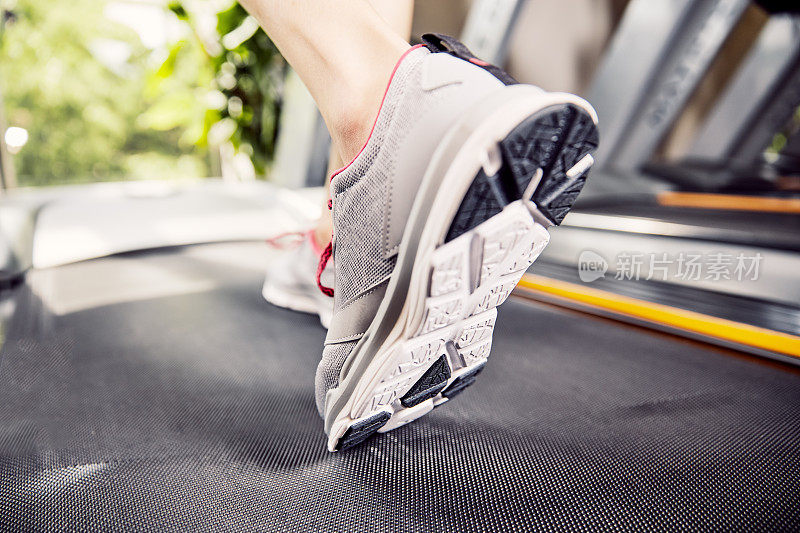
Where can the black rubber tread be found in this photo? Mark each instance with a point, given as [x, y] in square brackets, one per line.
[362, 430]
[429, 385]
[553, 139]
[462, 382]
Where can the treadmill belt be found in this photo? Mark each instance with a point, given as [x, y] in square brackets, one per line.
[158, 391]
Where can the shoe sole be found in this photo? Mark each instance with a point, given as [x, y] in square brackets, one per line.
[440, 339]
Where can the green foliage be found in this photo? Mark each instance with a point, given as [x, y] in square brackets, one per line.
[88, 121]
[81, 115]
[242, 86]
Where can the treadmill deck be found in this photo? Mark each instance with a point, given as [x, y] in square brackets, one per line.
[158, 391]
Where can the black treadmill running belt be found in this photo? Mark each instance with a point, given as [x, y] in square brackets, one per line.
[195, 412]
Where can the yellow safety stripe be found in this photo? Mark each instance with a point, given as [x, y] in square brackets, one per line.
[674, 317]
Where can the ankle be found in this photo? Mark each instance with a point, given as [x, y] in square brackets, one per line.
[362, 98]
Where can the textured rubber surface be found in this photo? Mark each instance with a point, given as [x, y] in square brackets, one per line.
[553, 140]
[362, 430]
[469, 277]
[429, 385]
[194, 411]
[493, 238]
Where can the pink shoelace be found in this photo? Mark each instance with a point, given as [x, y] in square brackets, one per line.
[324, 257]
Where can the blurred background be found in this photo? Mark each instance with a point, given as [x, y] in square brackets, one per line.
[645, 372]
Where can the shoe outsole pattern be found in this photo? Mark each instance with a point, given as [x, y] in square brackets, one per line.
[495, 236]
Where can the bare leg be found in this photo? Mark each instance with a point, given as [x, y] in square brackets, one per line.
[397, 14]
[346, 76]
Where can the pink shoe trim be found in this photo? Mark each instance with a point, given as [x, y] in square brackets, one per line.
[379, 109]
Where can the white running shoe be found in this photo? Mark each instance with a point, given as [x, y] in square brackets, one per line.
[291, 281]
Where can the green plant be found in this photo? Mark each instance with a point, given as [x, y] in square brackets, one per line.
[235, 97]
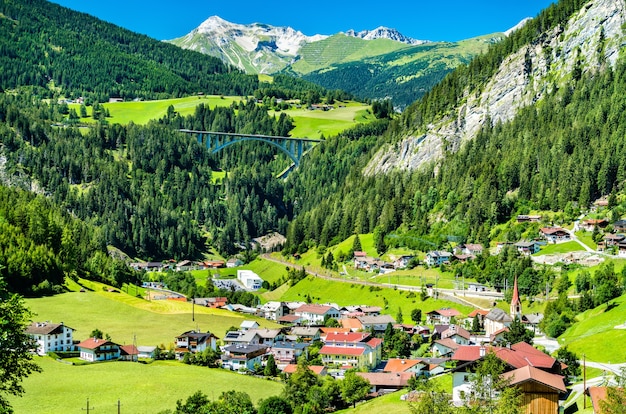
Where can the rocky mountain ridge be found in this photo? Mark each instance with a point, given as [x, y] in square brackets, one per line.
[521, 80]
[263, 48]
[382, 32]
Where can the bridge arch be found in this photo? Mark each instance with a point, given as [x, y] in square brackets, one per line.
[294, 148]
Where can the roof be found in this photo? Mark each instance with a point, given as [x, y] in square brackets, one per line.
[376, 319]
[400, 364]
[45, 328]
[291, 368]
[305, 331]
[528, 373]
[448, 343]
[478, 312]
[597, 395]
[95, 343]
[351, 337]
[334, 330]
[289, 318]
[341, 350]
[129, 350]
[518, 356]
[552, 230]
[455, 330]
[314, 309]
[389, 379]
[351, 323]
[449, 312]
[497, 314]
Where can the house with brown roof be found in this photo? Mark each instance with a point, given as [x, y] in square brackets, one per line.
[129, 353]
[192, 341]
[95, 349]
[540, 389]
[317, 369]
[516, 357]
[51, 337]
[243, 357]
[352, 350]
[384, 382]
[555, 234]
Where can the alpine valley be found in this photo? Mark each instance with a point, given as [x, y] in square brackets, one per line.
[375, 64]
[254, 227]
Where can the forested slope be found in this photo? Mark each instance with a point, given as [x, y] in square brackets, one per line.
[558, 154]
[44, 44]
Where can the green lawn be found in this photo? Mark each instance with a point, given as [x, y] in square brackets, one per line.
[125, 317]
[314, 124]
[567, 247]
[343, 294]
[143, 111]
[595, 335]
[140, 388]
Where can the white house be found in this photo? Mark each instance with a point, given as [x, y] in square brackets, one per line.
[437, 257]
[316, 314]
[51, 337]
[94, 349]
[249, 279]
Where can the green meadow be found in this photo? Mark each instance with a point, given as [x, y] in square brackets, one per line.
[140, 388]
[126, 318]
[596, 333]
[141, 112]
[308, 123]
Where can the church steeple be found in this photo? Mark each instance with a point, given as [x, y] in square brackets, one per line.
[516, 303]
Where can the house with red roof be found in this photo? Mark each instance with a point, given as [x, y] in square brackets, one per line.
[129, 353]
[351, 350]
[535, 385]
[555, 234]
[314, 314]
[95, 349]
[383, 382]
[317, 369]
[192, 341]
[442, 316]
[51, 337]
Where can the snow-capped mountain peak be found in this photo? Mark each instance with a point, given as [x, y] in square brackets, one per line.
[382, 32]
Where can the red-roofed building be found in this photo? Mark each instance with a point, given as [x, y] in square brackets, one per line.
[318, 369]
[129, 353]
[316, 314]
[442, 316]
[555, 234]
[353, 349]
[516, 357]
[382, 382]
[94, 349]
[540, 389]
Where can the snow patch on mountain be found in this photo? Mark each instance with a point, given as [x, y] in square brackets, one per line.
[382, 32]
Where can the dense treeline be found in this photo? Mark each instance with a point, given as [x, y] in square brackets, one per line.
[446, 95]
[559, 155]
[149, 188]
[42, 43]
[41, 244]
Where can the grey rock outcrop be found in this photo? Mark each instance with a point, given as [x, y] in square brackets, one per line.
[521, 80]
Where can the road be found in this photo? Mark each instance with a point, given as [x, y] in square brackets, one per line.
[454, 294]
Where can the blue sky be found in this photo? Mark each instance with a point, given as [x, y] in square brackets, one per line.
[426, 20]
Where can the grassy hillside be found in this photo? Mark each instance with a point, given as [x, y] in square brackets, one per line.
[125, 317]
[596, 335]
[140, 388]
[340, 49]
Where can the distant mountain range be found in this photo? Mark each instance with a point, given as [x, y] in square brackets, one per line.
[374, 64]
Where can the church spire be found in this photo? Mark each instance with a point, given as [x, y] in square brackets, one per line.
[516, 303]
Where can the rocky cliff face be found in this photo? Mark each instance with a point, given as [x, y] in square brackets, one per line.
[521, 80]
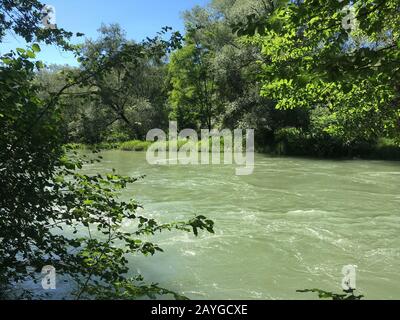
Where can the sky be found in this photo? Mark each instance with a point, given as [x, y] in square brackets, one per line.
[139, 18]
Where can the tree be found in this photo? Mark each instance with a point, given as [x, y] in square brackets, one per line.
[53, 214]
[317, 55]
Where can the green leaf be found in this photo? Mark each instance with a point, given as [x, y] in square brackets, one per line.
[35, 47]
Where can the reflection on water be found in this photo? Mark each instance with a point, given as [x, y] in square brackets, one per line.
[291, 225]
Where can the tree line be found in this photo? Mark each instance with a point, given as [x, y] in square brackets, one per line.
[291, 70]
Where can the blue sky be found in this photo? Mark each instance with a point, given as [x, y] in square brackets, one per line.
[139, 18]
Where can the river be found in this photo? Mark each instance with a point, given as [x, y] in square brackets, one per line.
[292, 224]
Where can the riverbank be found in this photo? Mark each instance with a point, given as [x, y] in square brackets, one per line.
[384, 149]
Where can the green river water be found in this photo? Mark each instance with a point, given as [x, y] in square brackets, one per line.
[292, 224]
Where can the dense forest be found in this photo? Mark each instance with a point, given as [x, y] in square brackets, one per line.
[311, 77]
[248, 64]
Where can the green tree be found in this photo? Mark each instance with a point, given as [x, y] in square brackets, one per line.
[315, 55]
[53, 214]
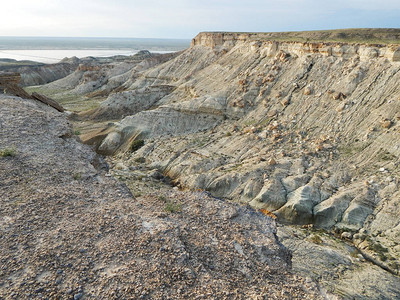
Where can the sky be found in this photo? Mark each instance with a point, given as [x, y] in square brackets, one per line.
[184, 19]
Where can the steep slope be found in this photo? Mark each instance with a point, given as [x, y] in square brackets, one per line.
[308, 131]
[69, 230]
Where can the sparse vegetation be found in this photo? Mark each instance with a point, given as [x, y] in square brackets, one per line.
[77, 176]
[140, 160]
[173, 207]
[316, 239]
[8, 152]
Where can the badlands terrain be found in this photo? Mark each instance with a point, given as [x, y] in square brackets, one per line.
[298, 129]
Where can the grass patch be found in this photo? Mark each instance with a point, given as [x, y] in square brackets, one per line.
[316, 239]
[8, 152]
[172, 207]
[140, 160]
[77, 176]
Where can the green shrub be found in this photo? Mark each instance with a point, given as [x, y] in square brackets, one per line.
[140, 160]
[77, 176]
[8, 152]
[316, 239]
[173, 207]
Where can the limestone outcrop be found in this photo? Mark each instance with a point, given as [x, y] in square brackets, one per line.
[318, 110]
[68, 229]
[306, 131]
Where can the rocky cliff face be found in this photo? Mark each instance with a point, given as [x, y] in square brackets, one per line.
[70, 230]
[306, 131]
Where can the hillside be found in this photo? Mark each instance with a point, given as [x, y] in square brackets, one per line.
[305, 130]
[377, 36]
[69, 230]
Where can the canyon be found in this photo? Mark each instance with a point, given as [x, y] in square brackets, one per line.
[305, 131]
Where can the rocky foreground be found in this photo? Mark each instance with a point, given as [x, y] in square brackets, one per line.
[69, 230]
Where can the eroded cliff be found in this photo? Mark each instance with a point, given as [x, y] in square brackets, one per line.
[306, 130]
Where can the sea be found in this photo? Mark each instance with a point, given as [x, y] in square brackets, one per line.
[54, 49]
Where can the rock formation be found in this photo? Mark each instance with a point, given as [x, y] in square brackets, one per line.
[307, 131]
[70, 230]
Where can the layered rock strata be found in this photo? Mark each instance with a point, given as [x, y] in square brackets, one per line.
[305, 130]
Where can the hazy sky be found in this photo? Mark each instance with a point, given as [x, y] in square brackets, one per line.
[184, 19]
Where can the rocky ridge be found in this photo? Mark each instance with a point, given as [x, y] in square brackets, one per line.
[70, 230]
[307, 131]
[304, 130]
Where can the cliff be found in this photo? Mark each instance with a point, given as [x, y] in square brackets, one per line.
[306, 130]
[70, 230]
[226, 41]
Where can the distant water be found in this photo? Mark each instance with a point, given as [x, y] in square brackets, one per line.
[52, 50]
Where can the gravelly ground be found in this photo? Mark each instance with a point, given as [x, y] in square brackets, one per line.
[68, 230]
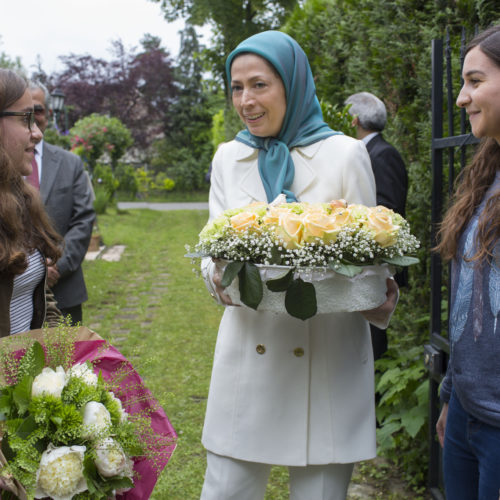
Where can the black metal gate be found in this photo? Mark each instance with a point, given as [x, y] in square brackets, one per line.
[443, 176]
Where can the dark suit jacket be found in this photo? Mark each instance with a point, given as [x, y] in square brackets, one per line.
[390, 174]
[391, 181]
[67, 195]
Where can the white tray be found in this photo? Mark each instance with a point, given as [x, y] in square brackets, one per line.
[334, 292]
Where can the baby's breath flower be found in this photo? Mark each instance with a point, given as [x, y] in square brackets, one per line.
[96, 419]
[49, 382]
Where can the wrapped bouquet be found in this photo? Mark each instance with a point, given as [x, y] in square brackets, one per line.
[313, 257]
[76, 420]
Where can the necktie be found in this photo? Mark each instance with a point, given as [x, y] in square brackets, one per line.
[33, 178]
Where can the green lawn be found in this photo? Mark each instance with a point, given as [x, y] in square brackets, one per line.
[156, 310]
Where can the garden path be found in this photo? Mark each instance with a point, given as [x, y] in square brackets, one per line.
[373, 480]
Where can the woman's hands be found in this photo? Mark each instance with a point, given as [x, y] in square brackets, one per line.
[219, 289]
[441, 424]
[381, 314]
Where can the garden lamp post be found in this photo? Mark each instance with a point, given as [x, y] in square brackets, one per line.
[57, 98]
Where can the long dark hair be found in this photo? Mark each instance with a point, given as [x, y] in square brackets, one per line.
[475, 180]
[24, 224]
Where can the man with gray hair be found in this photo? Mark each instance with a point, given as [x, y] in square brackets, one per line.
[369, 118]
[68, 198]
[391, 180]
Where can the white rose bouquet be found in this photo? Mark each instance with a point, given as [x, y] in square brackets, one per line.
[65, 435]
[293, 247]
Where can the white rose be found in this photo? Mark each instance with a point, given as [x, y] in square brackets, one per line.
[60, 473]
[49, 382]
[123, 413]
[83, 371]
[111, 459]
[96, 418]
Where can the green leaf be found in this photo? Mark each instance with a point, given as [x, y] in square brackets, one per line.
[349, 270]
[6, 402]
[282, 283]
[22, 394]
[401, 261]
[39, 359]
[231, 271]
[251, 289]
[7, 450]
[414, 420]
[275, 256]
[300, 299]
[27, 427]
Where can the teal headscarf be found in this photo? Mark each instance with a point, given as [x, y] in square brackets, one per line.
[303, 123]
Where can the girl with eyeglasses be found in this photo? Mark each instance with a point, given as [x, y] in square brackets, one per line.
[469, 425]
[27, 238]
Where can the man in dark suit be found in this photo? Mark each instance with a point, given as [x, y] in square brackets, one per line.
[391, 179]
[68, 198]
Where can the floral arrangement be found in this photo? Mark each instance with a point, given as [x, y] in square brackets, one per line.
[303, 236]
[66, 432]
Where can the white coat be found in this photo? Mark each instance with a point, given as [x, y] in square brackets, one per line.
[286, 391]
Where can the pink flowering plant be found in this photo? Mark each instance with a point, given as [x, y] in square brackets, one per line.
[303, 236]
[66, 434]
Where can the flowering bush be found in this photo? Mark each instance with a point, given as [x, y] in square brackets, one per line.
[65, 433]
[95, 135]
[303, 236]
[309, 235]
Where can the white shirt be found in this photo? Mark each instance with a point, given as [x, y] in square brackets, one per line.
[39, 159]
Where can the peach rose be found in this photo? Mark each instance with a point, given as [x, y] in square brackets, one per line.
[273, 215]
[290, 229]
[338, 204]
[379, 221]
[320, 225]
[244, 221]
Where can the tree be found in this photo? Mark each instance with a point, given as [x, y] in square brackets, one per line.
[95, 135]
[357, 45]
[137, 88]
[233, 20]
[186, 150]
[7, 62]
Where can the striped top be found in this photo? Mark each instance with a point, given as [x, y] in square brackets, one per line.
[21, 304]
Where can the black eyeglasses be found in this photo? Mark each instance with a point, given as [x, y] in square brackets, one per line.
[39, 110]
[29, 117]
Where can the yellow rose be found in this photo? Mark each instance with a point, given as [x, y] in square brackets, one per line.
[272, 216]
[359, 212]
[319, 225]
[290, 229]
[334, 204]
[341, 217]
[379, 221]
[244, 221]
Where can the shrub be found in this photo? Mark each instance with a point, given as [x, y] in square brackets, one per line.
[97, 135]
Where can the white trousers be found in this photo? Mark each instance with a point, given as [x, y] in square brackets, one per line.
[230, 479]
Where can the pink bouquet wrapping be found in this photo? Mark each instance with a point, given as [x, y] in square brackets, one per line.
[136, 403]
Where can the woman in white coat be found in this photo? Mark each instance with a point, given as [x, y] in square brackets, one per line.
[285, 391]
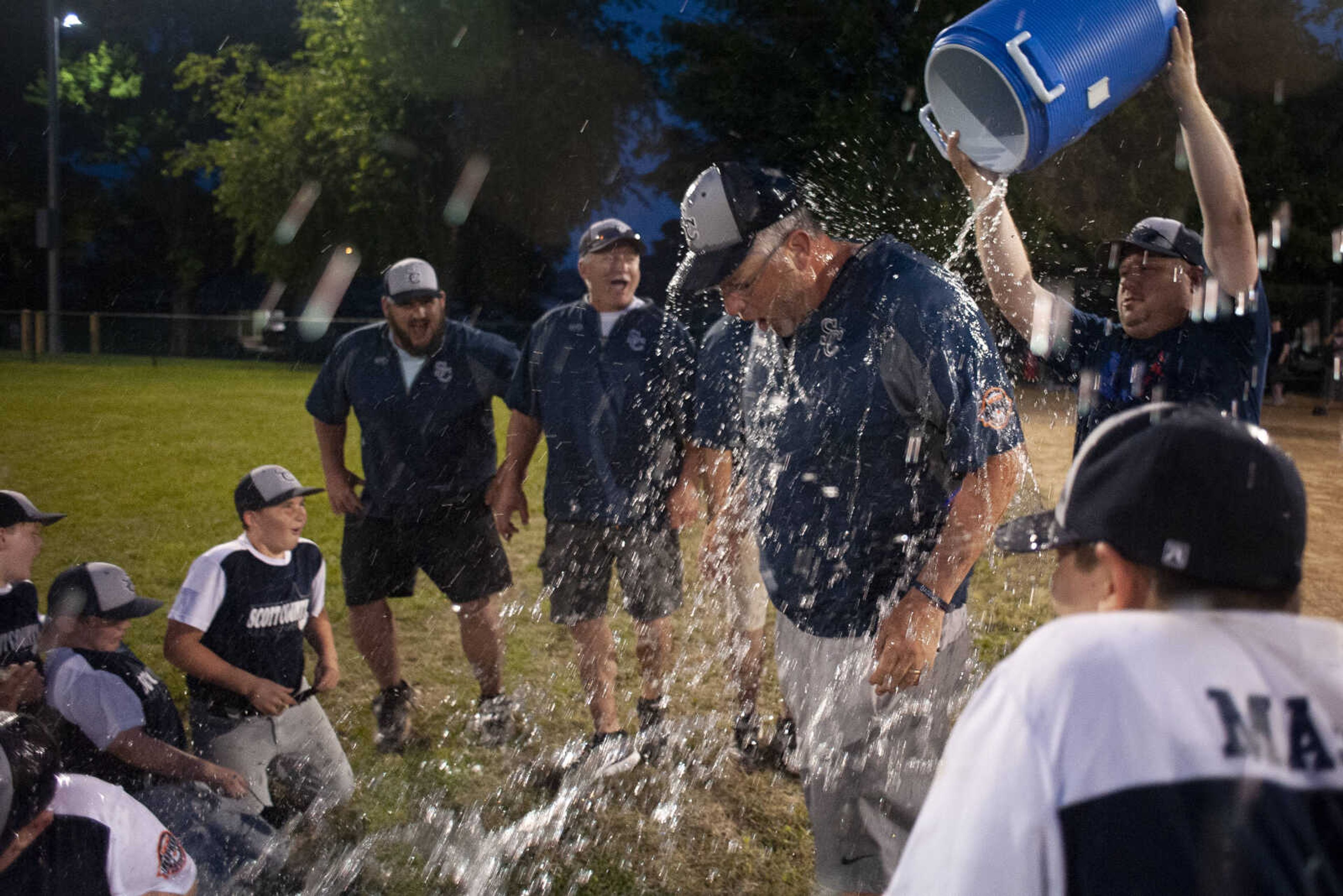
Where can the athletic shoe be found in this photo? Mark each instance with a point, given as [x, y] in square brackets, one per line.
[782, 753]
[610, 753]
[393, 710]
[746, 739]
[495, 722]
[653, 733]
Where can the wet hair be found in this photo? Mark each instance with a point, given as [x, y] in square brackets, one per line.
[34, 762]
[798, 220]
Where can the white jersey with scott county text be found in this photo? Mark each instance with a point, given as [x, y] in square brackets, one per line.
[1181, 751]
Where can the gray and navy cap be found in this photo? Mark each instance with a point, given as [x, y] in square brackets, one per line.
[409, 280]
[267, 487]
[1159, 237]
[607, 233]
[97, 590]
[722, 214]
[17, 508]
[1180, 488]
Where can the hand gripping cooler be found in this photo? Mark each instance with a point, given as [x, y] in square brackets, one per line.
[1021, 80]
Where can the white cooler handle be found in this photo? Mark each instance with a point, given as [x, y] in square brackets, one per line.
[926, 120]
[1029, 73]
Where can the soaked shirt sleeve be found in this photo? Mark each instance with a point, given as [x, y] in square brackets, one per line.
[989, 824]
[97, 702]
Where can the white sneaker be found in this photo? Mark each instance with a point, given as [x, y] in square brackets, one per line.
[495, 722]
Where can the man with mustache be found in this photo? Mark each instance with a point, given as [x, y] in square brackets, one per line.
[1177, 339]
[422, 389]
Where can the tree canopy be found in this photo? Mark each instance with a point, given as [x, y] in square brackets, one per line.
[385, 105]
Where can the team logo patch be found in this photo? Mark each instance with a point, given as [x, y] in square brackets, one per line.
[831, 336]
[1175, 555]
[996, 409]
[172, 858]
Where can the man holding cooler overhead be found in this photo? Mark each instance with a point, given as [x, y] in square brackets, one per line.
[1167, 344]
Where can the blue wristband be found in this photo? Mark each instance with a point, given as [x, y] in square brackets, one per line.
[932, 597]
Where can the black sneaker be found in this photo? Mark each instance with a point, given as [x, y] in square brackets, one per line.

• _Exercise brief_:
Repeat word for word each line from the one with "Where can the white sneaker" to the end of the records above, inclusive.

• _Task answer_:
Where can the white sneaker be found in this photo? Mark each instance with a point, given as [x, y] in square brackets, one per line.
[495, 722]
Where can the man with mustache be found in this photo? Mark each instance with a point, given as [x, y] in square brackets, one per line.
[1177, 339]
[422, 389]
Where can the tree canopy be found in this photo? Mark each instance with a point, given as [x, y] in square brackets, one per line.
[385, 105]
Where can the team logo patch be found in this photo? Mark each instance with a point, given as [x, y] in square brackets, one per line.
[831, 336]
[1175, 555]
[996, 409]
[172, 858]
Where can the man holding cooler overhead be found in this photo? Mark each instance with a point, given as [x, y] in square brackets, one per line.
[1167, 344]
Where can the blue wristband be found in this photo? Mark each instance with a point, given as [x, y] in square brackets, one per line.
[932, 597]
Where can the black sneaker be found in this photo? Mark each instance with a point, given as [x, y] in square brackets, one per line.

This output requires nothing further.